■ Passage to read:
On September 30, 2020, a multi-departmental announcement was made of the largest health care fraud and opioid takedown in the United States, involving 345 defendants responsible for more than $6 billion in alleged fraud losses.
Acting Assistant Attorney General Brian C. Rabbitt of the Justice Department’s (DOJ) Criminal Division, Assistant Director Calvin Shivers of the FBI’s Criminal Investigative Division, Deputy Inspector General Gary Cantrell of the Department of Health and Human Services Office of Inspector General (HHS-OIG) and Assistant Administrator Tim McDermott of the Drug Enforcement Administration (DEA) collectively announced a historic nationwide enforcement action involving 345 charged defendants across 51 federal districts, including more than 100 doctors, nurses and other licensed medical professionals.
The defendants were charged with submitting more than $6 billion in false and fraudulent claims to federal health care programs and private insurers – including more than $4.5 billion connected to telehealth and more than $845 million connected to substance abuse treatment facilities.
The highest proportion of alleged fraud loss related to schemes involving telemedicine – $4.5 billion in allegedly false and fraudulent claims submitted by more than 86 criminal defendants in 19 judicial districts. According to the United States, certain telemedicine executives allegedly paid doctors and nurse practitioners to order unnecessary durable medical equipment (DME), genetic and other diagnostic testing, and pain medications, either without any patient interaction or with minimal telephone conversations with patients they had never personally met or seen. The DME companies, genetic testing laboratories, and pharmacies then purchased the orders in exchange for kickbacks and bribes and submitted false and fraudulent claims to Medicare and other government insurers.

■ Required work: Update the takedown announcement from "Acting Assistant Attorney" through "licensed medical professionals.", replacing "collectively" with "jointly".

■ Dataset records:
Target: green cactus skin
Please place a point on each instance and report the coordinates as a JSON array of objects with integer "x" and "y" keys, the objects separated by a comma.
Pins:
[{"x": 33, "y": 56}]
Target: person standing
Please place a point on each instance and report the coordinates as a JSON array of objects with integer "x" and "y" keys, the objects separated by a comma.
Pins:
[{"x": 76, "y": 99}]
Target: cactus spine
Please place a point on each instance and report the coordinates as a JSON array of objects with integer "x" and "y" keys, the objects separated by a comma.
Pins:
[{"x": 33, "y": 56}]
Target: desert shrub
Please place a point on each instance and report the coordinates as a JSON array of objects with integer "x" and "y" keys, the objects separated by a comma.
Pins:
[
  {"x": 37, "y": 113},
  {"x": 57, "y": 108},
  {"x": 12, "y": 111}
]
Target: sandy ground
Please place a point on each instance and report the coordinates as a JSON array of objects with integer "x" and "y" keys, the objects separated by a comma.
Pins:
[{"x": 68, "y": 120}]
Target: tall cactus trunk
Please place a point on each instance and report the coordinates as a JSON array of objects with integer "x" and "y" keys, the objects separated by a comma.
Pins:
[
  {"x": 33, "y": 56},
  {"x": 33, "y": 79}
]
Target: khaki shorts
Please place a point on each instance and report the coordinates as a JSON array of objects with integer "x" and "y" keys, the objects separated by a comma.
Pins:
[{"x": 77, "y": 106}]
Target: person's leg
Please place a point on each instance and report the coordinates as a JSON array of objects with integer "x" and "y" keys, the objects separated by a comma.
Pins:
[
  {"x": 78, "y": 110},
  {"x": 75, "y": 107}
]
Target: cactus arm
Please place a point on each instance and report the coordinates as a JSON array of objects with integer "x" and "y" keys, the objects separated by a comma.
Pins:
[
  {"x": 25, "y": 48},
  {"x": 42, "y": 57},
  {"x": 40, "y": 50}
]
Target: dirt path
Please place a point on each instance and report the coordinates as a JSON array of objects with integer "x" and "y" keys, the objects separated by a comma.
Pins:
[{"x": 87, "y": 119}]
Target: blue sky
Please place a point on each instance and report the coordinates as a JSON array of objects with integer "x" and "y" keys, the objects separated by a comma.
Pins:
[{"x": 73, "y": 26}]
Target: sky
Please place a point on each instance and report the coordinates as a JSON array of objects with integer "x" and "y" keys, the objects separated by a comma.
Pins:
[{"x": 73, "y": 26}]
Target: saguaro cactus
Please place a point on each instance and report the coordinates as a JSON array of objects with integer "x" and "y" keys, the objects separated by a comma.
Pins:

■ Result of this exercise:
Acting Assistant Attorney General Brian C. Rabbitt of the Justice Department’s (DOJ) Criminal Division, Assistant Director Calvin Shivers of the FBI’s Criminal Investigative Division, Deputy Inspector General Gary Cantrell of the Department of Health and Human Services Office of Inspector General (HHS-OIG) and Assistant Administrator Tim McDermott of the Drug Enforcement Administration (DEA) jointly announced a historic nationwide enforcement action involving 345 charged defendants across 51 federal districts, including more than 100 doctors, nurses and other licensed medical professionals.